══ TEXTE ══
Les médecins sont favorables à l’ouverture de ce droit à hauteur de 74 % d’entre eux (Ifop – avril 2025). Rappelons que 92% de l’ensemble des Français sont favorables à la légalisation de l’euthanasie et 89% sont favorables à la légalisation du suicide assisté (Ifop – mai 2024).

Le texte discuté – et bientôt voté en première lecture à l’Assemblée nationale – sera l’un des plus restrictifs d’Europe. Il ne permettra que le suicide assisté et une exception limitée d’euthanasie (en cas d’incapacité physique avérée du demandeur d’effectuer lui-même le geste de délivrance) quand les Espagnols disposent, eux, du libre choix entre euthanasie et suicide assisté. Ce texte ne permettra pas de demander une aide active à mourir par le biais de ses directives anticipées (qui permettent pourtant, sans réserve, de demander une sédation profonde et continue jusqu’au décès) alors que les Belges, placés dans une situation de coma irréversible, peuvent bénéficier d’une euthanasie s’ils l’ont préalablement demandée par l’intermédiaire d’une déclaration anticipée.
═══
══ EXTRAIT DE DONNÉES ══
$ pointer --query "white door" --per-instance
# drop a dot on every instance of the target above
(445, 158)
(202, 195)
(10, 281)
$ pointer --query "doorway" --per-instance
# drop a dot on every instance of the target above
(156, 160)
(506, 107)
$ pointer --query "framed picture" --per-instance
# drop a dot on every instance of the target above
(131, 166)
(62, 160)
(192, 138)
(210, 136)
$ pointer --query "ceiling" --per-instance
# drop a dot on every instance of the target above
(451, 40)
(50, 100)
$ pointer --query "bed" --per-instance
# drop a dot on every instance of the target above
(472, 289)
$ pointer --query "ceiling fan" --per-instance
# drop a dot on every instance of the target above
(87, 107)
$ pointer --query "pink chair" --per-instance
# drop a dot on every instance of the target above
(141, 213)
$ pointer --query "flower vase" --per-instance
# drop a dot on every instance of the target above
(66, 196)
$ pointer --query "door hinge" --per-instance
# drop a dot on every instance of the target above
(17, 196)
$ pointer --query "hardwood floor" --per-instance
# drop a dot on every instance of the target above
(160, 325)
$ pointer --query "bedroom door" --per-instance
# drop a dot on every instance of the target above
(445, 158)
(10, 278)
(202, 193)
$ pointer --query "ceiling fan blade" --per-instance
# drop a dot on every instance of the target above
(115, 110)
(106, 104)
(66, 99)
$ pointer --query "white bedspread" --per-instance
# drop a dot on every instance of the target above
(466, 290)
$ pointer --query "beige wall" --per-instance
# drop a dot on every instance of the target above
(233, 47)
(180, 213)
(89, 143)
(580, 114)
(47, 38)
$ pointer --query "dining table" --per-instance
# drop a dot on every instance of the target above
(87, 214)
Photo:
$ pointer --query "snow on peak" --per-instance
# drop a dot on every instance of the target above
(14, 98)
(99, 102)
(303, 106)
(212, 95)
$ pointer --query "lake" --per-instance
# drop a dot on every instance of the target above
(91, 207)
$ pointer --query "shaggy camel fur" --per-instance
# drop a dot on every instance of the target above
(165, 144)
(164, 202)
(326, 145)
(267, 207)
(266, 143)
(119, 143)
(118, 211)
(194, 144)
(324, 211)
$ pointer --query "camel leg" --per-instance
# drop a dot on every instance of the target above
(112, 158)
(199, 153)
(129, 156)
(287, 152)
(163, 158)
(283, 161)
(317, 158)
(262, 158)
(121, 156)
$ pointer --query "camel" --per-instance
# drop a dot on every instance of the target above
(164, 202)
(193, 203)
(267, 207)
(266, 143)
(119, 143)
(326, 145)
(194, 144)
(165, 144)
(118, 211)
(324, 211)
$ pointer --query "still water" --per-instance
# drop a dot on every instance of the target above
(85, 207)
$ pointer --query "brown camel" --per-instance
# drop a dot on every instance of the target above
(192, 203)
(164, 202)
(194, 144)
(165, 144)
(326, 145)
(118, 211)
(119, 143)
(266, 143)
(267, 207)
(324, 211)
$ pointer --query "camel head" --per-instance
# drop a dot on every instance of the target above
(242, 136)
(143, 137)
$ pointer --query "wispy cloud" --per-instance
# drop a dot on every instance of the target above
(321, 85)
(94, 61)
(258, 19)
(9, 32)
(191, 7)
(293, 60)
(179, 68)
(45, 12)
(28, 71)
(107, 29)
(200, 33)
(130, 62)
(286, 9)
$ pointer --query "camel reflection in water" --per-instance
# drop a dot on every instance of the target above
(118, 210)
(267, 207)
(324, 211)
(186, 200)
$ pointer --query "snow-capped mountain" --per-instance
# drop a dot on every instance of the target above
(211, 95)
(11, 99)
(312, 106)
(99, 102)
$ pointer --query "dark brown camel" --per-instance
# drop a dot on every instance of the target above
═══
== TRAVAIL DEMANDÉ ==
1. Dans l'extrait sur la fin de vie, recopiez le passage qui commence à "Le texte discuté" et se termine à "d’une déclaration anticipée.", en mettant "Néerlandais" à la place de "Espagnols".
2. Pour chaque affirmation, indiquez par oui ou par non si elle est conforme à l'extrait sur la fin de vie, et citez les mots de l'extrait qui tranchent.
(a) 74 % des médecins sont favorables à l'ouverture de ce droit.
(b) Le texte discuté permettra de demander une aide active à mourir par le biais des directives anticipées.
(c) Les Espagnols peuvent choisir librement entre euthanasie et suicide assisté.
3. Répondez à ces questions à partir de l'extrait sur la fin de vie.
(a) Selon l'Ifop de mai 2024, quelle part des Français est favorable à la légalisation du suicide assisté ?
(b) Dans quel cas le texte discuté prévoit-il une exception limitée d'euthanasie ?
(c) De quoi peuvent bénéficier les Belges placés dans une situation de coma irréversible, s'ils l'ont préalablement demandé par une déclaration anticipée ?
La liste n'a aucun rôle dans ces exercices.

== CORRIGÉ ==
1.
Le texte discuté – et bientôt voté en première lecture à l’Assemblée nationale – sera l’un des plus restrictifs d’Europe. Il ne permettra que le suicide assisté et une exception limitée d’euthanasie (en cas d’incapacité physique avérée du demandeur d’effectuer lui-même le geste de délivrance) quand les Néerlandais disposent, eux, du libre choix entre euthanasie et suicide assisté. Ce texte ne permettra pas de demander une aide active à mourir par le biais de ses directives anticipées (qui permettent pourtant, sans réserve, de demander une sédation profonde et continue jusqu’au décès) alors que les Belges, placés dans une situation de coma irréversible, peuvent bénéficier d’une euthanasie s’ils l’ont préalablement demandée par l’intermédiaire d’une déclaration anticipée.

2.
(a) Oui : "Les médecins sont favorables à l’ouverture de ce droit à hauteur de 74 % d’entre eux".
(b) Non : "Ce texte ne permettra pas de demander une aide active à mourir par le biais de ses directives anticipées".
(c) Oui : "les Espagnols disposent, eux, du libre choix entre euthanasie et suicide assisté".

3.
(a) 89 %.
(b) En cas d'incapacité physique avérée du demandeur d'effectuer lui-même le geste de délivrance.
(c) D'une euthanasie.